◆ WHAT THE TASK ASKS:
Write out, character for character, the line containing "Tag the balcony" and all lines after it up to the end of the listing.

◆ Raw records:

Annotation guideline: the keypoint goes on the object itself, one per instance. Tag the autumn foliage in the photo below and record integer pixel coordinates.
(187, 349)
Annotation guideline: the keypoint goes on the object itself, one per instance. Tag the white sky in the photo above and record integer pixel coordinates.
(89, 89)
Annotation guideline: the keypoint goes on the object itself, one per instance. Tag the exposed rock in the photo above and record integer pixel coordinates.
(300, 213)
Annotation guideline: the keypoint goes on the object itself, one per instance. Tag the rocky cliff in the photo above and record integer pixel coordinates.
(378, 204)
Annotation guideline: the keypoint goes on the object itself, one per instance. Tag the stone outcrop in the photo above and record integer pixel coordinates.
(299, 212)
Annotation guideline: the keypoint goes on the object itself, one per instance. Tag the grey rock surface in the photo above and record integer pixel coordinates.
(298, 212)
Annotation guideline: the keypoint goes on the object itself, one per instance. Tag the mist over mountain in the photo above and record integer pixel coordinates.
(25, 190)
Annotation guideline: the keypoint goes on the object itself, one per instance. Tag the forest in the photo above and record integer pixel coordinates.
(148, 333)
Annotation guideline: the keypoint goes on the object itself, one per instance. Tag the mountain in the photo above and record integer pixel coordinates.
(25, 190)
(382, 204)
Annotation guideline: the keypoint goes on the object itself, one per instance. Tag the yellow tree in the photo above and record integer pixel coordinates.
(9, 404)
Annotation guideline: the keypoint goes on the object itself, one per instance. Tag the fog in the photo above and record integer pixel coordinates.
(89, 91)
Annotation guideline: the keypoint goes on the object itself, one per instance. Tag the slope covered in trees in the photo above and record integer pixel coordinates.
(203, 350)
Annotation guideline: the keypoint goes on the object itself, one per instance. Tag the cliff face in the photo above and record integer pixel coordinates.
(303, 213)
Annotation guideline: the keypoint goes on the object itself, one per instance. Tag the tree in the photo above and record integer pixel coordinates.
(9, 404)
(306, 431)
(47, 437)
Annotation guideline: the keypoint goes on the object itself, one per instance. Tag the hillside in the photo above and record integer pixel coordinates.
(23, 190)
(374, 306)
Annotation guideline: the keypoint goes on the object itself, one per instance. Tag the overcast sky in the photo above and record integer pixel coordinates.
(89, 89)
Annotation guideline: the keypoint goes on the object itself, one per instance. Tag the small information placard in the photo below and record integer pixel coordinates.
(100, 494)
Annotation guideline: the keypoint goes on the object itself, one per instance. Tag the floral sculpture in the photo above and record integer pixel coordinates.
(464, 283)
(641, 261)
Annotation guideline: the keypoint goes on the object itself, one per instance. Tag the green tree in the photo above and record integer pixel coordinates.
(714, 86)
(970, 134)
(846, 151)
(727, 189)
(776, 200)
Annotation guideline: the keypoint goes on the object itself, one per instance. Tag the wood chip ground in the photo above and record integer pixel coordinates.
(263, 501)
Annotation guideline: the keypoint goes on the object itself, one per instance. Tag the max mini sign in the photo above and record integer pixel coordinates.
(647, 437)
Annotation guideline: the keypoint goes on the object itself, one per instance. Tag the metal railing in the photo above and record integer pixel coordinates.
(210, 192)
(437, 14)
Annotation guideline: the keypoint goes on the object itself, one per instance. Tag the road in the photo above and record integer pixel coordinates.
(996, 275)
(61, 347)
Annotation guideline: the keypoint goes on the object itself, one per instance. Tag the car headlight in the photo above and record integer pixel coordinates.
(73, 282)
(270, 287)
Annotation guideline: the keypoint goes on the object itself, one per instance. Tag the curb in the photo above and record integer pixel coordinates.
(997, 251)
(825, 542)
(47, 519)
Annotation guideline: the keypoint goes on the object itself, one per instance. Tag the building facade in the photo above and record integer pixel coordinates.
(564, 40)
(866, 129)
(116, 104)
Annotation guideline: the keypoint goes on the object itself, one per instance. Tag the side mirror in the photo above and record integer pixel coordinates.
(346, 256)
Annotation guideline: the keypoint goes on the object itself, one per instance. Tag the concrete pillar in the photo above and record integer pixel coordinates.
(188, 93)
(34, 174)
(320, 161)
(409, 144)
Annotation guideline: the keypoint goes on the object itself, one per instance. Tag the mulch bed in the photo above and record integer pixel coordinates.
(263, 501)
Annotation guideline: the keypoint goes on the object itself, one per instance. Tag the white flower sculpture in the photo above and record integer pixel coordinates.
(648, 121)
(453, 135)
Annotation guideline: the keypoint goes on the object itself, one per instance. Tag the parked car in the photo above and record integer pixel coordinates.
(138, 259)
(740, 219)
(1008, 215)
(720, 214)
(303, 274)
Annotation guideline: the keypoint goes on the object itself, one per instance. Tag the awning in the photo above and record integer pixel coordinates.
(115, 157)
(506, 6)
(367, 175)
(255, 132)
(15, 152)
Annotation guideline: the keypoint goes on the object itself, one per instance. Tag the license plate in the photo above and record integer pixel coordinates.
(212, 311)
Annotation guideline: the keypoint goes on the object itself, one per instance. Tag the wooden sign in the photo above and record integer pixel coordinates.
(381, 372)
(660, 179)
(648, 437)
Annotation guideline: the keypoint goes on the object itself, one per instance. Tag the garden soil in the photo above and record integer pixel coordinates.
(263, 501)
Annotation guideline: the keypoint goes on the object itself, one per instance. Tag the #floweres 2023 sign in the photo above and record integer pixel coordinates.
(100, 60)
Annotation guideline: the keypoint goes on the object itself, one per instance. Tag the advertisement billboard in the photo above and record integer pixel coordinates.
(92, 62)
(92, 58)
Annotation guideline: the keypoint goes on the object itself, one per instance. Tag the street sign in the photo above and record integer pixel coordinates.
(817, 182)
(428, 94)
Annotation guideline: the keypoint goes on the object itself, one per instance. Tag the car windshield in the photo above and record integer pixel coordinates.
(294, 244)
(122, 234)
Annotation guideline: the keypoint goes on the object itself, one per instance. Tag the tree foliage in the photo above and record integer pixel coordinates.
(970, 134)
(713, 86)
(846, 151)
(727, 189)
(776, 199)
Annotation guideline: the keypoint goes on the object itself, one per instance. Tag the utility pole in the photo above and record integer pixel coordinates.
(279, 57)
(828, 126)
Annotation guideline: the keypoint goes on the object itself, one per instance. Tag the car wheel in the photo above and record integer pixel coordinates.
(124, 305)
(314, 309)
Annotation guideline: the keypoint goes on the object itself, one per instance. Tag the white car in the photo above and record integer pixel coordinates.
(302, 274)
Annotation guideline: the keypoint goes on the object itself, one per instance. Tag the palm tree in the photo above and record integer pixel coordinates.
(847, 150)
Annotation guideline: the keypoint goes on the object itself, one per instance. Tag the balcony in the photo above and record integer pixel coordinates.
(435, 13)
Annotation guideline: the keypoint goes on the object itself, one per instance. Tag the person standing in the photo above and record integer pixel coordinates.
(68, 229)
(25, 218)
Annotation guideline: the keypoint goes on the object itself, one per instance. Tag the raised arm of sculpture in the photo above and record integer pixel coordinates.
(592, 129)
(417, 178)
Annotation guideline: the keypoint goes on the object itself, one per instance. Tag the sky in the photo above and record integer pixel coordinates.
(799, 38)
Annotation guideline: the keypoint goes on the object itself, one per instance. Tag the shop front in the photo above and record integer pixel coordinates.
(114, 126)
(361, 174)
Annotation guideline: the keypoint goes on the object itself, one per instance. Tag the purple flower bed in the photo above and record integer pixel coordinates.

◆ SOLUTION FOR THIS EXERCISE:
Annotation guideline: the keypoint goes on the object itself, one per instance. Tag the balcony in the photo above and record integer pixel coordinates.
(435, 13)
Annotation guideline: the keypoint goes on the object itself, one per instance. Tag the person standing in the photo above and record integer pixel coordinates.
(68, 229)
(25, 218)
Annotation guideline: the keypoint goes on the object itself, one per instance. Tag the raised arm of sculpture in the photo above and record integer pixel coordinates.
(592, 129)
(417, 178)
Annotation guideline: the keypoint goes on the object itself, one per instance. Tag the sky in the photo above and record integer pixel coordinates.
(799, 38)
Annotation guideline: the keypoint goes on the object itself, one per instance. Tag the shop front in the photo above and record integer pixel coordinates.
(114, 126)
(361, 174)
Annotation guideline: the keypoint goes on the object itself, one per instance. Tag the purple flower bed in the photo above and record integer pixel coordinates.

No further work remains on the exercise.